(Region pointing data)
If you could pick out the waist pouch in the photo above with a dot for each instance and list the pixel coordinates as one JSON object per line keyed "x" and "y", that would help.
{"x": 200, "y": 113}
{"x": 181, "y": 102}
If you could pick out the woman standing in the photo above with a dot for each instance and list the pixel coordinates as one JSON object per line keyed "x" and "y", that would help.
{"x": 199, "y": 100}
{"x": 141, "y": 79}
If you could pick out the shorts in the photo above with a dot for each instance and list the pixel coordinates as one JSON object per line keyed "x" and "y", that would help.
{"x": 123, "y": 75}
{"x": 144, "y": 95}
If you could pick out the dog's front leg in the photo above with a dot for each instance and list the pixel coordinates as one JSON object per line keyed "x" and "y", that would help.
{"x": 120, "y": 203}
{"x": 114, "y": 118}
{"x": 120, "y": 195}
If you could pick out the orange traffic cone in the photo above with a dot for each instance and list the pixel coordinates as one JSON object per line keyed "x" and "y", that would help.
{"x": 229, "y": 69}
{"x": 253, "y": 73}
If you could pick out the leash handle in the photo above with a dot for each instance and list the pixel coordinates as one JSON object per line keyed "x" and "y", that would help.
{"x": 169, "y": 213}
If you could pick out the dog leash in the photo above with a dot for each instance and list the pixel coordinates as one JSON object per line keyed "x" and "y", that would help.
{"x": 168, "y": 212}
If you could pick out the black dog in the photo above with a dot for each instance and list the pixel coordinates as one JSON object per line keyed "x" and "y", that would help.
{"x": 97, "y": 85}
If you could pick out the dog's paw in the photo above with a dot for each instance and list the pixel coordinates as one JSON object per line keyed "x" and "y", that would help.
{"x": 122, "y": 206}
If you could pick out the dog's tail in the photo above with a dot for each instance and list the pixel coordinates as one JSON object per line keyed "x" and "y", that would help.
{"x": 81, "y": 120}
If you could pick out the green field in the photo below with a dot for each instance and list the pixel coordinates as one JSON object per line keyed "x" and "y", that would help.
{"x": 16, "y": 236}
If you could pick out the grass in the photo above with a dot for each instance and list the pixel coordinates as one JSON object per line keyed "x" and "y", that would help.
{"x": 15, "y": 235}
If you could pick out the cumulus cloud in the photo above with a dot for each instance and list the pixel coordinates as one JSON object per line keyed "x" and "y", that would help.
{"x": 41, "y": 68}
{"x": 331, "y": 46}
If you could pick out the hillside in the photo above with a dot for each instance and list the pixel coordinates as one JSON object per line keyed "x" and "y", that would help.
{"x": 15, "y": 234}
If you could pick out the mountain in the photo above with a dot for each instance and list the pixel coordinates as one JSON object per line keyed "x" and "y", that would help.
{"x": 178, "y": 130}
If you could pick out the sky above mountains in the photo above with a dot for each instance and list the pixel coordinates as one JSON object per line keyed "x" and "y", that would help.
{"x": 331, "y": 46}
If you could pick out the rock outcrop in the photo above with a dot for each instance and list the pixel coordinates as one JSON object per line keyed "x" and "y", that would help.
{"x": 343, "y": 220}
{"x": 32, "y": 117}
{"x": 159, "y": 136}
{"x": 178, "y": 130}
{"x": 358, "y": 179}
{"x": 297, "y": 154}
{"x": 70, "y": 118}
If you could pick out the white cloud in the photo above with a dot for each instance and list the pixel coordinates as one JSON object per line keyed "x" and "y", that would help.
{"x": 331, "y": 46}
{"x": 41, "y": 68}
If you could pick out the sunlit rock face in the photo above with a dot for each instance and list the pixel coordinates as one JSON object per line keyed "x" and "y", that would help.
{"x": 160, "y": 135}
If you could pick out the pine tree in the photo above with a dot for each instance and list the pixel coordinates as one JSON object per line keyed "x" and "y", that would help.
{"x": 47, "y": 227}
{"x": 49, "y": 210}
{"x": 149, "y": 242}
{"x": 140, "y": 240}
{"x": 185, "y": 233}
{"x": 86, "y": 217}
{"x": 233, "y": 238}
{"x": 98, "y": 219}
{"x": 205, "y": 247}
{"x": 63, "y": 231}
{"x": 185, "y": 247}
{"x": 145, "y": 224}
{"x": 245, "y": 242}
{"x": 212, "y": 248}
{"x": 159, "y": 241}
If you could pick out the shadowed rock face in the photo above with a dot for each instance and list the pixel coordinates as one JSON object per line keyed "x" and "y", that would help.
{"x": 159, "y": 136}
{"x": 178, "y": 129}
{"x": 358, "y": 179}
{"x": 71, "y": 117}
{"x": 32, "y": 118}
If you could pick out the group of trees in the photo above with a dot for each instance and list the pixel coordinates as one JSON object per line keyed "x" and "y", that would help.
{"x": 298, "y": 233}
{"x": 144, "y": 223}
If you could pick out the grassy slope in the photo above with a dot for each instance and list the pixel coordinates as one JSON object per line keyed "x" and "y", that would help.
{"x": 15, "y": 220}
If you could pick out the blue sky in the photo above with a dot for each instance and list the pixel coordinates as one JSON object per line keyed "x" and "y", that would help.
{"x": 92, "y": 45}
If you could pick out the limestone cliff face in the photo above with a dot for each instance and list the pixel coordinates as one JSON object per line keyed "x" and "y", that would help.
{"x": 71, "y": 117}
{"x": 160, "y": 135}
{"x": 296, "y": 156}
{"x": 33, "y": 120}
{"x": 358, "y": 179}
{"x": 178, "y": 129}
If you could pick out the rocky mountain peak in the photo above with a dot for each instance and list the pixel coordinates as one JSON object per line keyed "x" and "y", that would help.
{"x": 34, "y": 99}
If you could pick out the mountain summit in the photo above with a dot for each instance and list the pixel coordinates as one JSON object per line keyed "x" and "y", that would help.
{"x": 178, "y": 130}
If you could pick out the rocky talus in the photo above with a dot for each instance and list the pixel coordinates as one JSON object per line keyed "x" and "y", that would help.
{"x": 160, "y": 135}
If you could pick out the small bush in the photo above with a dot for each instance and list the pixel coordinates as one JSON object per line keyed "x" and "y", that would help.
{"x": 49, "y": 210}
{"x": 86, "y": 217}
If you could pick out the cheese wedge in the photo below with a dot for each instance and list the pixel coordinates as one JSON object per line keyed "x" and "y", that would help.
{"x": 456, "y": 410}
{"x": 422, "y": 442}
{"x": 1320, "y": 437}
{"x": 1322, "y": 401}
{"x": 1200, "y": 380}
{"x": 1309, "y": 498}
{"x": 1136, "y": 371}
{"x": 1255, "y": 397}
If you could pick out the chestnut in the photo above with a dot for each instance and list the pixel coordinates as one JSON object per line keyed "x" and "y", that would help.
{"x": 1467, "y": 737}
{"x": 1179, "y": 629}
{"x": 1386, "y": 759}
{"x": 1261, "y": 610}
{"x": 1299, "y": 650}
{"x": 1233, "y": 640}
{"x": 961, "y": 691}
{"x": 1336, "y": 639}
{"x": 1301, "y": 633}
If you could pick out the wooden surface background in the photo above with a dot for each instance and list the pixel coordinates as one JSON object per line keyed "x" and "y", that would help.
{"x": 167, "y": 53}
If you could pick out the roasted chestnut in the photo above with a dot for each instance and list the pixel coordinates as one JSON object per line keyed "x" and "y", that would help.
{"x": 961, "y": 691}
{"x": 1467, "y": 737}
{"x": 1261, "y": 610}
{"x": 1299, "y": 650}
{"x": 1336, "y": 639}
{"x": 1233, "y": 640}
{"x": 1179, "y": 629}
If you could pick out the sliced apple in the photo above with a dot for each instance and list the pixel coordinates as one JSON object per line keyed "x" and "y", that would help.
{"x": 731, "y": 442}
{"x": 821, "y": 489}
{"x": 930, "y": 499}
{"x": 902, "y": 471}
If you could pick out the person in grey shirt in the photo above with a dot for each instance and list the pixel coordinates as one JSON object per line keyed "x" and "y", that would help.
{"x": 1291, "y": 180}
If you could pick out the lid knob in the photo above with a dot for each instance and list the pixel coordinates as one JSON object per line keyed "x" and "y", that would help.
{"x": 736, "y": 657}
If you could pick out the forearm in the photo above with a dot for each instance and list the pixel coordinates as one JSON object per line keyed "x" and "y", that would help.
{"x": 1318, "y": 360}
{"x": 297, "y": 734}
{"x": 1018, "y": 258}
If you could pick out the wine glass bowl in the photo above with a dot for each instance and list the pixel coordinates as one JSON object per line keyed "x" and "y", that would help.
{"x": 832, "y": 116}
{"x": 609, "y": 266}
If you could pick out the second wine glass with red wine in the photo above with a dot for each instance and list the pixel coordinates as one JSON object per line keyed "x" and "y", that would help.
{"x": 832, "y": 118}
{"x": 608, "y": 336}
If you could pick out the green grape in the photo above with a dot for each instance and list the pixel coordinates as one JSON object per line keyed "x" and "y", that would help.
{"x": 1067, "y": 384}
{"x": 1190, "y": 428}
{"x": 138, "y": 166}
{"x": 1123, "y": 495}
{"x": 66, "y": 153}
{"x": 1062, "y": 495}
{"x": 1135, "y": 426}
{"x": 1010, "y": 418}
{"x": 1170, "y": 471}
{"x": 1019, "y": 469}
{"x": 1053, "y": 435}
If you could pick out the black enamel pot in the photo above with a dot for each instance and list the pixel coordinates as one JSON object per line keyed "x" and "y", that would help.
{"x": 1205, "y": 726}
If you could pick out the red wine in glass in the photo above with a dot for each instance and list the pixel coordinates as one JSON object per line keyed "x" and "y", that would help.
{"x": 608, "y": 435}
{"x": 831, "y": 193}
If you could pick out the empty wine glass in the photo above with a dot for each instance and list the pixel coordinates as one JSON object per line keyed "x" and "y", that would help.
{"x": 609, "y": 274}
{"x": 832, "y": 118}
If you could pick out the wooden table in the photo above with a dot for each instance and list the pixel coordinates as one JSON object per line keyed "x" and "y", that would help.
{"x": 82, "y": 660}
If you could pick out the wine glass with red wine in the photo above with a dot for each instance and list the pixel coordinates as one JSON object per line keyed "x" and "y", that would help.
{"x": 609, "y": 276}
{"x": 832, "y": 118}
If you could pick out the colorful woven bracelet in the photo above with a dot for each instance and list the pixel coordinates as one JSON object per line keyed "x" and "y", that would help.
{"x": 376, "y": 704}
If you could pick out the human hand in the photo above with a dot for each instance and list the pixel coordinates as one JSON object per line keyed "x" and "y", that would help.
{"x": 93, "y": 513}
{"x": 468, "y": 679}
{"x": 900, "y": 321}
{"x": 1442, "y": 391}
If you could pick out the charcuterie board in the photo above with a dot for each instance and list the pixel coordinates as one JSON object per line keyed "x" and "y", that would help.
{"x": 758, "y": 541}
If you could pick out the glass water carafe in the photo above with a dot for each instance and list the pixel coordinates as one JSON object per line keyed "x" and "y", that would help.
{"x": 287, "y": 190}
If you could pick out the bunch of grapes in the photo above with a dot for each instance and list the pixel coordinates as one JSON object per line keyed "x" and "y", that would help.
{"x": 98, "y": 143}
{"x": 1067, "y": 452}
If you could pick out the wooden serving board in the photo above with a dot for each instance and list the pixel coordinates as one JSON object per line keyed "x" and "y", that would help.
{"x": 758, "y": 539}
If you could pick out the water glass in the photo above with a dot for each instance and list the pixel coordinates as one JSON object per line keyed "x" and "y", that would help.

What is required
Print the lines of the entries, exactly, from the one containing "If you could pick out the bunch" down to the final line, and leave out all the others.

Solution for this exercise
If you could pick out the bunch of grapes in the photo above with a dot for each instance and list the pixel coordinates as one JSON object per line keyed "x" and "y", that would help.
{"x": 98, "y": 143}
{"x": 1067, "y": 452}
If you could pick out the wooden serving board in the photo above with a dot for each instance and list the pixel coordinates as one JSON object per line keyed "x" and "y", that would help.
{"x": 758, "y": 539}
If you could pick out the water glass in the photo above with a dot for each instance and list the pixel coordinates as one JSON object per line keyed "x" and "y", that would help.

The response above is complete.